## What you need to do
Could you reproduce all of the records below word for word, omitting the pictures?

## Dataset excerpts
========

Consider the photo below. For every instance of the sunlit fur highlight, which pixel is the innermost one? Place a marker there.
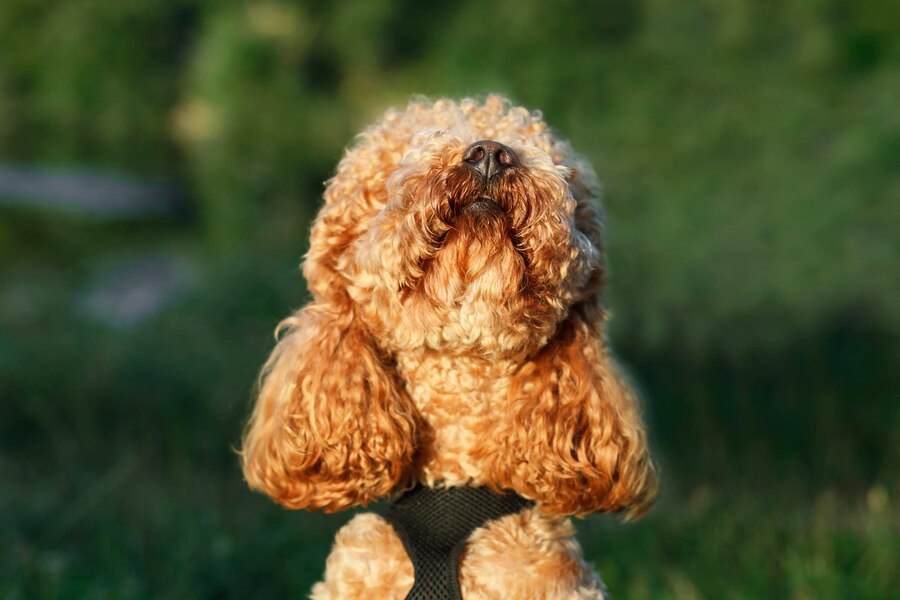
(452, 342)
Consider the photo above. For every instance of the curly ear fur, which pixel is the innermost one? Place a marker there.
(573, 440)
(332, 426)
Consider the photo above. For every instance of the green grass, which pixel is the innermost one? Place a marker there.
(121, 481)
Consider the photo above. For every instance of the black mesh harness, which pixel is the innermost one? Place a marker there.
(434, 524)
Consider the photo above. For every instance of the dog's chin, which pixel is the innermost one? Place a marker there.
(482, 206)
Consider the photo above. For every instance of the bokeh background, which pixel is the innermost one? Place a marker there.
(160, 162)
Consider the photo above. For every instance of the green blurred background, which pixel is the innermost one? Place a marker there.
(160, 162)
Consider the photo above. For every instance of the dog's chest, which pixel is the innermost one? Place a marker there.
(460, 399)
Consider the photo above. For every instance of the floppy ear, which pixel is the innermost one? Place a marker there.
(573, 439)
(333, 426)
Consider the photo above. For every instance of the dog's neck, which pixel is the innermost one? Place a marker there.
(459, 398)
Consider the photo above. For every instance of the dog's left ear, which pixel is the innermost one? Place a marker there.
(333, 426)
(573, 440)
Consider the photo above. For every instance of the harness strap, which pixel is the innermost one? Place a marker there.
(434, 525)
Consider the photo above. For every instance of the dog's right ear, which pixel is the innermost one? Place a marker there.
(332, 426)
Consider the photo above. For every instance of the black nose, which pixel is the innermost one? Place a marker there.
(489, 158)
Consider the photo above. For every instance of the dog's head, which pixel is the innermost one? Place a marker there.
(463, 228)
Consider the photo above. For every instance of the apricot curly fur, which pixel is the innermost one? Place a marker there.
(453, 346)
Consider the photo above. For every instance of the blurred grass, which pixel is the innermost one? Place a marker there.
(749, 153)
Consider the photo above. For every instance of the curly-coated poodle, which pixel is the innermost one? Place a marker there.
(455, 337)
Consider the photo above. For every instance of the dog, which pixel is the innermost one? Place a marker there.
(454, 341)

========

## Complete output
Consider the photo below. For every instance of the sunlit fur highlight, which pixel is the innermost one? Place a marker there.
(452, 342)
Consider the photo above. For every instance of the curly ear fur, which pixel is the innermost one? Place a marker there.
(573, 440)
(332, 426)
Consider the photo above. For every instance of the green grass, which pixel is the innermost one? Place a marker there.
(121, 481)
Consider the photo above. For every instance of the black mesh harness, which pixel is the innermost one? Place a marker there.
(434, 524)
Consider the photo above. For every instance of the dog's chin, which pixel is the innermost one? Place a marker there.
(482, 206)
Consider the photo above. For every instance of the bokeh background, which pixel is the innermost one? Place a marker there.
(160, 162)
Consider the photo above. For every instance of the green blurred background, which pixel is the innermost one? Place a marker there.
(160, 162)
Consider the photo above. For every instance of the dog's chest, which pixel is the innermost one? Place a marker there.
(460, 399)
Consider the photo above. For every instance of the floppy ear, which pixel is the innermost one? Place a marker there.
(573, 439)
(333, 426)
Consider the photo above. For every instance of the dog's neck, which pixel is the innermost one? Place a marker there.
(459, 398)
Consider the photo above. For every instance of the dog's left ear, which pixel is the innermost one? Place a marker there.
(333, 426)
(573, 440)
Consider the photo above. For every instance of the harness strap, which pixel is the innermost one? Place a marker there.
(434, 525)
Consider the photo above. For every instance of the dog's right ear, which pixel is the innermost one? Place a marker there.
(332, 426)
Consider the photo above. For every instance of the black nose, which pixel is the innermost one? Place a marker there.
(489, 158)
Consider the photo above. For every instance of the dog's head, which pixel is the innermost one? Place a marker there.
(463, 228)
Consider the photo above. For every instance of the apricot curly fur, which pixel is the innermost one? Place a marker there.
(453, 346)
Consider the photo above. For every instance of the blurred grass, which pixel is the innermost one? Place a marker there.
(749, 153)
Consider the photo above. For every instance of the curly-coated poodle, which pixel is the innermost one? Place a marker there.
(455, 337)
Consider the photo above. For every instance of the dog, which pixel is the innermost one? Place a marker there.
(454, 341)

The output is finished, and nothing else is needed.